_Dataset_

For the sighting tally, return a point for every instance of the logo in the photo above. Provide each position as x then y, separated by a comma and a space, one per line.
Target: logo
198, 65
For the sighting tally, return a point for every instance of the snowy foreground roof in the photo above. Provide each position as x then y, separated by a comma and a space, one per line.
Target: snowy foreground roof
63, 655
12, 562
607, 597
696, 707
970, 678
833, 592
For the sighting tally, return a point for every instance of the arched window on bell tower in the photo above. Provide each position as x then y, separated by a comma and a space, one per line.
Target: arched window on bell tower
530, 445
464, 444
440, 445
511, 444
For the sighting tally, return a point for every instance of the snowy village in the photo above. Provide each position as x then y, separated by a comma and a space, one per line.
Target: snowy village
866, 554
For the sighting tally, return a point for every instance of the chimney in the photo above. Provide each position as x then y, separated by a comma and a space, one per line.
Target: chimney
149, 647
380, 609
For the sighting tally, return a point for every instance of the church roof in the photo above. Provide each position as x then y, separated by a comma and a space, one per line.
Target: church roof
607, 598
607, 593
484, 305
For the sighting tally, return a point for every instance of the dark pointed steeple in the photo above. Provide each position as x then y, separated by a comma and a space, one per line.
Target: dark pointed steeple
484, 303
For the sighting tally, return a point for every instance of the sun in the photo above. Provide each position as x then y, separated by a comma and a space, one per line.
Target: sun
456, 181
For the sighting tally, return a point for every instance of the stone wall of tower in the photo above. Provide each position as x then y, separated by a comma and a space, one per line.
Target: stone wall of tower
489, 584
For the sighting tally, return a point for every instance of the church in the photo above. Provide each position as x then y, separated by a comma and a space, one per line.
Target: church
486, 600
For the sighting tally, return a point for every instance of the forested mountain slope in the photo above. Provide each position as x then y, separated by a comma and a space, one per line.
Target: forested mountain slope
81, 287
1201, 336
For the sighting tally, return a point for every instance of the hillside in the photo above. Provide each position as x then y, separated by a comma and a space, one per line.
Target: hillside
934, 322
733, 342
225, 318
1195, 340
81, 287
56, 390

_Exercise_
Repeat every record above exactly as it appears.

_Output of the exercise_
For the sighting tally, return a point for every instance of the logo in the photo above. Provide each position as x then y, separated by a comma and a space, one per line.
Target: logo
198, 65
For the sighting tally, return a point for every instance of the snowy foreground roof in the photo above. Provide each position as x then y, separated by a comma and a space, one per line.
Target: snowy foreground roof
63, 655
12, 562
607, 597
696, 707
970, 678
833, 592
For the sighting tally, return a point for every instance of the arched window on bell tower in the photo above. Provide each position as x then y, separated by a comma and a space, one per line.
Target: arched window on bell tower
530, 445
464, 444
440, 445
511, 444
For the sighting tally, return a point for every instance of the snowy village in the photo above. Provide each position as x then y, separated by a comma and a space, one per line.
Target: snowy village
866, 554
For the sighting tally, return a point for every instance of the chimney in the photo above. Provide each position as x then y, separated by a comma and a space, one per line.
Target: chimney
149, 647
380, 609
For the sighting tally, return a point for every instance of the church roof in the photo above. Provide each position as x then y, separated by a comma and a space, one per line.
Target: church roof
607, 598
607, 593
484, 305
For the sighting tally, return a point for every instance of the dark pointed steeple in the photo above. Provide each position as x then y, separated by a comma and a space, one per line.
Target: dark pointed steeple
484, 303
For the sighting tally, return a point for every instance of the sun in the photo above. Provide each position as x then y, separated by a comma and a space, one per line.
Target: sun
456, 181
For the sighting tally, return a point for every instance of the stone wall of tower in the photo above. Provide each position as x then y, separated by a comma and a space, one per line.
Target: stone wall of tower
489, 584
For the sighting tally, return a point for every instance of the church in the photo above. Provide each position as x then y, separated by a comma and a space, one per line.
Target: church
486, 600
For the sighting tally, return a point for every instance of the forested mountain slope in the photo above. Provide each position as x then y, separated by a comma and a space, one per line.
Target: forested mountain slope
81, 287
1201, 336
For the sighting tally, return a point for every instance of the hillside in the photo above. Provide each position as x then y, separated by a comma and a space, one per line.
Target: hillside
934, 322
733, 342
225, 318
1195, 340
81, 287
56, 390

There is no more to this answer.